■ **Texte fourni**:
M. Joseph soutient que son parti « ne peut tolérer que la table de négociation soit un instrument politique, cynique et malicieux, mise au service du pouvoir au détriment des intérêts du peuple haïtien. C’est pourquoi EDE croit que l’heure est à l’action militante, quoique pacifique, contre la situation catastrophique nationale, une descente aux enfers qui a déjà trop duré. »

Le parti Fanmi Lavalas, de son côté, soutient qu’il a été et continue à être active dans toutes les négociations relatives à la recherche d’une solution à cette crise qui respecte les aspirations et les revendications de la population. « Nous restons plus que jamais engagés, aux côtés de la population, pour la recherche d’un consensus fonctionnel pour de nouvelles stratégies de gouvernance pouvant répondre aux attentes et aux besoins de la population », selon Joël Vorbe, membre du directoire de Fanmi Lavalas.

■ **Enregistrements à traiter**:
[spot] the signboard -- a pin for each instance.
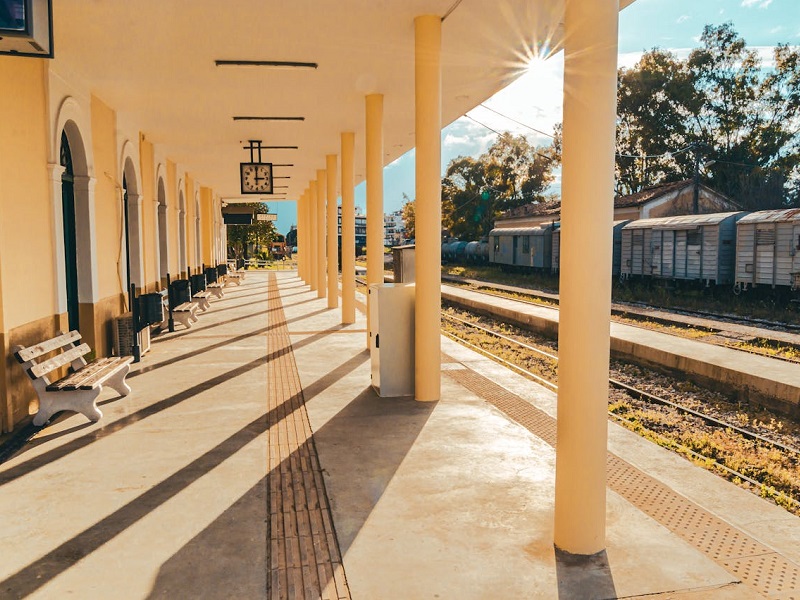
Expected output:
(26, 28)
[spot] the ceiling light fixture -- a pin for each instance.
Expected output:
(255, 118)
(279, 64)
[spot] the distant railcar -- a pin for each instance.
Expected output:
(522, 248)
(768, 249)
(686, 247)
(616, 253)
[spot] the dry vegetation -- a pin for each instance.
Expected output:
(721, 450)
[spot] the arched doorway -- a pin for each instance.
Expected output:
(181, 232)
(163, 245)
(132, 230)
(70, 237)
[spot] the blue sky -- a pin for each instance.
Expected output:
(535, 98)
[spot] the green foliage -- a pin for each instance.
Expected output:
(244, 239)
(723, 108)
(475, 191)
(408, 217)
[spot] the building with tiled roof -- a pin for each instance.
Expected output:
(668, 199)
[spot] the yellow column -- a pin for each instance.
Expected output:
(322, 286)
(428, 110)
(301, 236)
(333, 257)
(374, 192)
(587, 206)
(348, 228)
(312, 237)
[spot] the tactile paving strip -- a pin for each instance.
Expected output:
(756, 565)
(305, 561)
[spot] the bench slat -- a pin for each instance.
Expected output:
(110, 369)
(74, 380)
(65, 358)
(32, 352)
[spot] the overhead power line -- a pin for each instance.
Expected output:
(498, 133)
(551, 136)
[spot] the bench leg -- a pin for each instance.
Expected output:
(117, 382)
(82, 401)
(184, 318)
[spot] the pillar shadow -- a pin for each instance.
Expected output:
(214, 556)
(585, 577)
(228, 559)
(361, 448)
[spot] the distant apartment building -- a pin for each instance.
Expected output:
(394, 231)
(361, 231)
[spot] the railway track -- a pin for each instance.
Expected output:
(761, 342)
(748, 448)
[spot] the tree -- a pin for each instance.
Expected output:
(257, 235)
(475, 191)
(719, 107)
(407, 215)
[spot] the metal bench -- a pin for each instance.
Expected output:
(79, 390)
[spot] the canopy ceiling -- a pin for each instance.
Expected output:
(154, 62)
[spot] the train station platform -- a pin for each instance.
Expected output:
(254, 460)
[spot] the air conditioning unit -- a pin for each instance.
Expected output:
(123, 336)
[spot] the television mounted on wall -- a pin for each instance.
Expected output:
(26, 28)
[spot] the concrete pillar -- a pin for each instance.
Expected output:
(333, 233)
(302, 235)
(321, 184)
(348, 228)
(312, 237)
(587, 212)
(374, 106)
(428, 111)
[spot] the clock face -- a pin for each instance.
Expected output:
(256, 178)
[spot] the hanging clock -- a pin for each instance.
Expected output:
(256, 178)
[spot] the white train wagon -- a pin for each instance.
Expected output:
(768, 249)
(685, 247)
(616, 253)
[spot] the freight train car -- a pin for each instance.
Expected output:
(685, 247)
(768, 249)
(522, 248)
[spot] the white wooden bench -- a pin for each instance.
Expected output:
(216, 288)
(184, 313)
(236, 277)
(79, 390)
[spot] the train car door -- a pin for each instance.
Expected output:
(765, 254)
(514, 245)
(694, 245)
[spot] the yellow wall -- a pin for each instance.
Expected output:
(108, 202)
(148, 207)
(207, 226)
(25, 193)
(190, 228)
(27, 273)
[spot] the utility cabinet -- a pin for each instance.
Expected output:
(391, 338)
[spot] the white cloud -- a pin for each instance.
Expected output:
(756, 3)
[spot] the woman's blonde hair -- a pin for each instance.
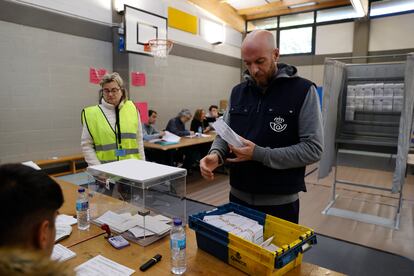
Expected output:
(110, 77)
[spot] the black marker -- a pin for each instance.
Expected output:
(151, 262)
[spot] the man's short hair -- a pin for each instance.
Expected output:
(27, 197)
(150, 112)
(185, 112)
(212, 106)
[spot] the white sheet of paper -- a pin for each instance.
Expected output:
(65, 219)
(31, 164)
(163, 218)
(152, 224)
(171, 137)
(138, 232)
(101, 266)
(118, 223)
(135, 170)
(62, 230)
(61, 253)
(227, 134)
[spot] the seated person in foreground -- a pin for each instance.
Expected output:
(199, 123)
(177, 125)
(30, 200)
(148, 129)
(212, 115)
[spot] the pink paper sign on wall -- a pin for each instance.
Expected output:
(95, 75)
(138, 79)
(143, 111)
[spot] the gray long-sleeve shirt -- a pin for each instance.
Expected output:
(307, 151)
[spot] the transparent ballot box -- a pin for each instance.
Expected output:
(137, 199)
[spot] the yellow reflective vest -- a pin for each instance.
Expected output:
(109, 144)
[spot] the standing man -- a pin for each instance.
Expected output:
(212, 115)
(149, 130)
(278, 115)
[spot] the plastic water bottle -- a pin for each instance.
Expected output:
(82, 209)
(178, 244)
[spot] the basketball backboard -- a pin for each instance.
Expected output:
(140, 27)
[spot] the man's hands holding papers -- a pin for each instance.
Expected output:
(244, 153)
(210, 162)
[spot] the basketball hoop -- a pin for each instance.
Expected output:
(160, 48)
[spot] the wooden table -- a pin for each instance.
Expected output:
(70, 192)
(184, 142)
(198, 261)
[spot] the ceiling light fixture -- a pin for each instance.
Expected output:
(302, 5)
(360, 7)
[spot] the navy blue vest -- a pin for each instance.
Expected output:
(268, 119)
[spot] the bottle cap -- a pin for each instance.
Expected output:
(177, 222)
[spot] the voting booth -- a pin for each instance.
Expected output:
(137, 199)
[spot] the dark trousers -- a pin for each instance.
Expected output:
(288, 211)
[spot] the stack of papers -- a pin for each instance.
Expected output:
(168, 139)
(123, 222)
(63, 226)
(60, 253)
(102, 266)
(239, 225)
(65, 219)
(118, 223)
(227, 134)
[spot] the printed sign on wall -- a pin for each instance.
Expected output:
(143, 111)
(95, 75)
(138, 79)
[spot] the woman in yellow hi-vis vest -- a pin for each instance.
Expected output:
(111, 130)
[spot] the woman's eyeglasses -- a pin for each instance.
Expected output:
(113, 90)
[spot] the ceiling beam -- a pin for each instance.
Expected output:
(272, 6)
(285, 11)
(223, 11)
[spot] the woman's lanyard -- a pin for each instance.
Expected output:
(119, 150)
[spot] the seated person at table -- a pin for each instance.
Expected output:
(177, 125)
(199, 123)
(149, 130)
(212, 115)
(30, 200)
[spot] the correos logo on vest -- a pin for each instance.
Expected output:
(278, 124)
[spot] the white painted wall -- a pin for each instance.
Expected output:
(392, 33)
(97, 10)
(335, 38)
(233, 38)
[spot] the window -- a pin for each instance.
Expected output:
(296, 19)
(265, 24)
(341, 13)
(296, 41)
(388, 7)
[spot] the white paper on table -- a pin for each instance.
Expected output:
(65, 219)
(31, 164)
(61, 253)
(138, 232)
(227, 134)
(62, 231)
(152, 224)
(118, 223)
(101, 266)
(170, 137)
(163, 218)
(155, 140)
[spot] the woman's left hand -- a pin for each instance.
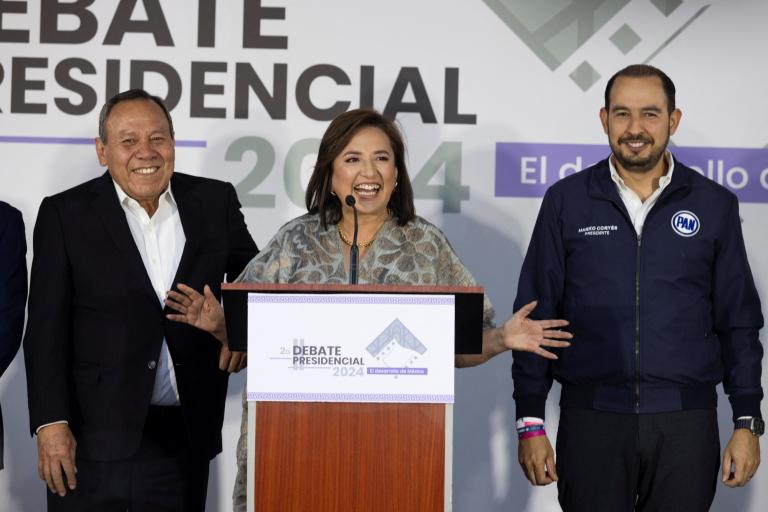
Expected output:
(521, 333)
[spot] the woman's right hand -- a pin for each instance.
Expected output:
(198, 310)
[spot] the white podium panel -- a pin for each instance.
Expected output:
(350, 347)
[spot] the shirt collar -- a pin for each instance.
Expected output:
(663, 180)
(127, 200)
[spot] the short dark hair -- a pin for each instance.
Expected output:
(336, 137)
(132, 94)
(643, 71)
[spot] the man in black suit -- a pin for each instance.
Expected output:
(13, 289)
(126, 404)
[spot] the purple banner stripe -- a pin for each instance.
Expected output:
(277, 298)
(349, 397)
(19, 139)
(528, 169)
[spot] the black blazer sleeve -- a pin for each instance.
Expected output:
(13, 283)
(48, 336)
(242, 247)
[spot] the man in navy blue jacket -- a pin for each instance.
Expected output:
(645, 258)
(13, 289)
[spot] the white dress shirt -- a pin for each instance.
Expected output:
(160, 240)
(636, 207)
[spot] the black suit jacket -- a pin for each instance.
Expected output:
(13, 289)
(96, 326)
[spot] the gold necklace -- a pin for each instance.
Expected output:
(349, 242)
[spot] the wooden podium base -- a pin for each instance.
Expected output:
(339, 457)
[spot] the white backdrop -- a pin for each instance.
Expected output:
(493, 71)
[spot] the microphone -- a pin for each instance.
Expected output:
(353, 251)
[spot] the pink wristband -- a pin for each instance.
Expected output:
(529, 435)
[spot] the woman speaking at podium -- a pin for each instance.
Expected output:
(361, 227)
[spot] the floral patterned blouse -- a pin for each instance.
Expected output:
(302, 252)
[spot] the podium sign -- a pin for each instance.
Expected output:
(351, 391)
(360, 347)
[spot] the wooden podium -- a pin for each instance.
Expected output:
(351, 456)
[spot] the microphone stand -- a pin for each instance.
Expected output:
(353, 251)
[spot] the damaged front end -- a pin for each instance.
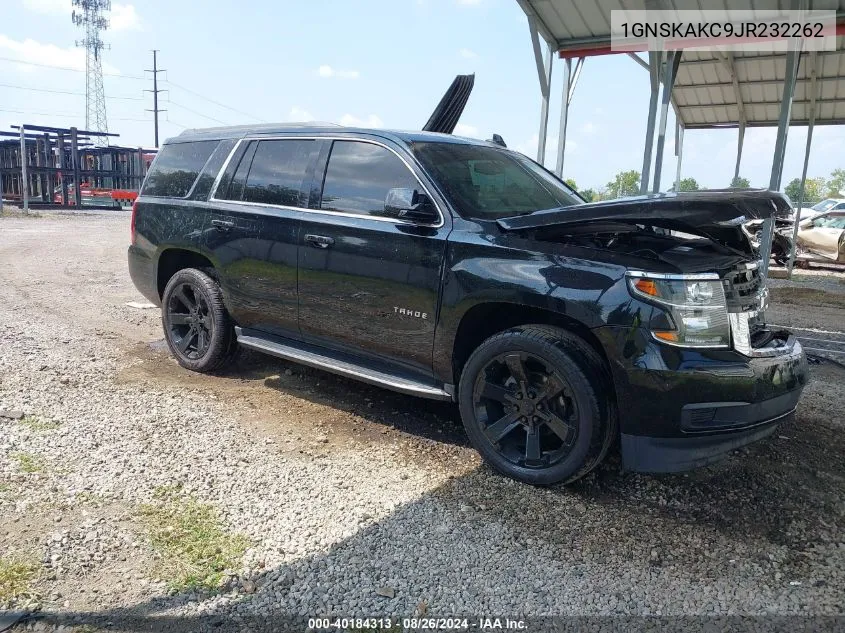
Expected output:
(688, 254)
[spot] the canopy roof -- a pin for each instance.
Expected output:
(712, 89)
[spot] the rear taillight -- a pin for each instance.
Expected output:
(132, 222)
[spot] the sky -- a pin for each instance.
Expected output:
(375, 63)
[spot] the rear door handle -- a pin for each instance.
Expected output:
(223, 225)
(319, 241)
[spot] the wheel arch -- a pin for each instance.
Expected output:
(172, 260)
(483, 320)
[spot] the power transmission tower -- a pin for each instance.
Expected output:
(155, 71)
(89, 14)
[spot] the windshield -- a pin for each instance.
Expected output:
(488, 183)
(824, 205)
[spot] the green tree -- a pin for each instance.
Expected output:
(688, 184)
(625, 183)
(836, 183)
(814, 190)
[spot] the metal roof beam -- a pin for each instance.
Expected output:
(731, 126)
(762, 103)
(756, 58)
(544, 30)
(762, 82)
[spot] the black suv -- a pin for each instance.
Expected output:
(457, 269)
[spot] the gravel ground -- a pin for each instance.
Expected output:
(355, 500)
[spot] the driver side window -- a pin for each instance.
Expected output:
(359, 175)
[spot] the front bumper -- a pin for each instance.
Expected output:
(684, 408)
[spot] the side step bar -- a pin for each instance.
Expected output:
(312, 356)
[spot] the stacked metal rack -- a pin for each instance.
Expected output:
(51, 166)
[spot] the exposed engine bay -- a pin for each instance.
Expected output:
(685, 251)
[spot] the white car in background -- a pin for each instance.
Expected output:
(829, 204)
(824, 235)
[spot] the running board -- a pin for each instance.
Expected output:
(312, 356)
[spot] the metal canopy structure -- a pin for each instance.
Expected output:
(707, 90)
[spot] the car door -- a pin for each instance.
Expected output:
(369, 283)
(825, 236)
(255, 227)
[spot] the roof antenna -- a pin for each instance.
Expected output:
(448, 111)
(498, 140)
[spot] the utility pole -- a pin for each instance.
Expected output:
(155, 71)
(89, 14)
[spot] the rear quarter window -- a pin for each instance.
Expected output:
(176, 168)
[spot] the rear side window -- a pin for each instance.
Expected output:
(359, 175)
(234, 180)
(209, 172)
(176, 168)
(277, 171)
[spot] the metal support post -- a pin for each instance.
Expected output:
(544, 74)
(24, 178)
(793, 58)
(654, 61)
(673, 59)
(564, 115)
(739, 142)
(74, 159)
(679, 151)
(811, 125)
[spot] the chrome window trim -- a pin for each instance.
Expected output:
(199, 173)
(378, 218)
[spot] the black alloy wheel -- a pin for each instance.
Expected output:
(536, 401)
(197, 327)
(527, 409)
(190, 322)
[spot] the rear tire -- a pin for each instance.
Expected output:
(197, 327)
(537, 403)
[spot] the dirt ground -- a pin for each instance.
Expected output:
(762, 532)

■ **Travail demandé**:
**1)** Recopiez mot pour mot le passage du texte sur la crise politique en Haïti en commençant à « Le parti Fanmi » et en terminant à « de Fanmi Lavalas. ».
**2)** Réécrivez sous forme de liste numérotée, sans les lignes vides, uniquement les lignes des enregistrements en commençant à la ligne contenant « [spot] the utility pole » et en terminant à la fin des enregistrements, les deux bornes comprises.

■ **Corrigé**:
**1)**
Le parti Fanmi Lavalas, de son côté, soutient qu’il a été et continue à être active dans toutes les négociations relatives à la recherche d’une solution à cette crise qui respecte les aspirations et les revendications de la population. « Nous restons plus que jamais engagés, aux côtés de la population, pour la recherche d’un consensus fonctionnel pour de nouvelles stratégies de gouvernance pouvant répondre aux attentes et aux besoins de la population », selon Joël Vorbe, membre du directoire de Fanmi Lavalas.

**2)**
1. [spot] the utility pole -- a pin for each instance.
2. Expected output:
3. (155, 71)
4. (89, 14)
5. [spot] the rear quarter window -- a pin for each instance.
6. Expected output:
7. (176, 168)
8. [spot] the rear side window -- a pin for each instance.
9. Expected output:
10. (359, 175)
11. (234, 180)
12. (209, 172)
13. (176, 168)
14. (277, 171)
15. [spot] the metal support post -- a pin for each instance.
16. Expected output:
17. (544, 74)
18. (24, 178)
19. (793, 58)
20. (654, 61)
21. (673, 59)
22. (564, 115)
23. (739, 142)
24. (74, 159)
25. (679, 151)
26. (811, 125)
27. [spot] the chrome window trim -- a pin for each instance.
28. Expected output:
29. (199, 173)
30. (378, 218)
31. [spot] the black alloy wheel -- a pin for each instance.
32. Expected output:
33. (536, 401)
34. (197, 327)
35. (527, 409)
36. (190, 322)
37. [spot] the rear tire -- a pin for each instance.
38. Expected output:
39. (197, 327)
40. (537, 403)
41. [spot] the dirt ground -- a pin for each instance.
42. Expected output:
43. (762, 532)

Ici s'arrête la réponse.